GIVEN REQUEST
Continue the passage on granting IRIS External Table access to AWS and Google cloud storage, starting after its final sentence.

PAGE EXCERPT

○ ○ ○ ○ ○

On a local/non EC2 instance you need to specify AWS_ACCESS_KEY_ID and AWS_SECRET_ACCESS_KEY by either specifying environment variables or installing and configuring AWS CLI client.
export AWS_ACCESS_KEY_ID=AKIAEXAMPLEKEY
export AWS_SECRET_ACCESS_KEY=111222333abcdefghigklmnopqrst
Make sure that environment variable is visible within your IRIS process. You can verify it by running:
USER>write $system.Util.GetEnviron("AWS_ACCESS_KEY_ID")
It should output the value of the key.
or install AWS CLI, following instruction here https://docs.aws.amazon.com/cli/latest/userguide/install-cliv2-linux.html and run:
aws configure
IRIS instance running on GCP Virtual Machine needs no additional steps to allow IRIS External Table to access Google Storage Buckets. Just make sure the following command on the instance returns valid token and instance itself has the permissions to read data from Google Storage.

○ ○ ○ ○ ○

EXTRACTED MATERIAL

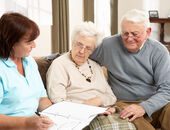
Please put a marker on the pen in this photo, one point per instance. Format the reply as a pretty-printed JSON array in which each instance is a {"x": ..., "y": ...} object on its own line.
[{"x": 37, "y": 113}]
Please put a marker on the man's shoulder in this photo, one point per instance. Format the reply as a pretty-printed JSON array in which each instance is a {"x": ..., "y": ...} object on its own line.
[{"x": 156, "y": 45}]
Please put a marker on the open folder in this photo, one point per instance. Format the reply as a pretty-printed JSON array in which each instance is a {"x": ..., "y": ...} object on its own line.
[{"x": 71, "y": 116}]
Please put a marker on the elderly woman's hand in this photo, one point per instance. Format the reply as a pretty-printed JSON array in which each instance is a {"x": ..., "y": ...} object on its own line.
[
  {"x": 97, "y": 101},
  {"x": 110, "y": 110},
  {"x": 38, "y": 123}
]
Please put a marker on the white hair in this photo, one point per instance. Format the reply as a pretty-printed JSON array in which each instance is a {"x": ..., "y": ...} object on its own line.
[
  {"x": 87, "y": 29},
  {"x": 137, "y": 16}
]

○ ○ ○ ○ ○

RESPONSE
gcloud auth print-access-token
If IRIS is running not on Google Cloud VM - you need to install Google Cloud SDK on the machine https://cloud.google.com/sdk/install , create Google Service Account https://cloud.google.com/iam/docs/service-accounts and download JSON key for that account. Activate the key on the instance:
gcloud auth activate-service-account --key-file=my-service-account-key.json
Work in progress... Check back for updates.
Authentication is based on Azure AD. The following parameters need to be set: azure-client-id
, azure-client-secret
, azure-tenant-id
. (See EXT.Azure for details. Subject to change!!!) Currently using ^EXT.Config(parameter-name)
global.
You can use the following commands to gather this information:
az login --use-device-code
az ad sp create-for-rbac --sdk-auth
^EXT.Config("LocalDir") global can be used to set common path part for table configuration files and EXT.LocalFile based locations.
For instance, if the full path to your table config is /home/irisowner/config/mytable.json
and data is located in /home/irisowner/data/mydata.csv
, then setting:
set ^EXT.Config("LocalDir")="/home/irisowner/"
would allow you to refer to them as:
call EXT.ConvertToExternal('person.firstname','config/mytable.json')
/home/irisowner/config/mytable.json
{
"adapter":"EXT.LocalFile",
"location":"data/mydata.csv",
"delimiter": ","
}
External table is designed to support full range of SELECT queries. They can be used along with other external and internal queries in the SELECT statements.
These tables are READ-ONLY and only support FULL-TABLE-SCAN execution plan.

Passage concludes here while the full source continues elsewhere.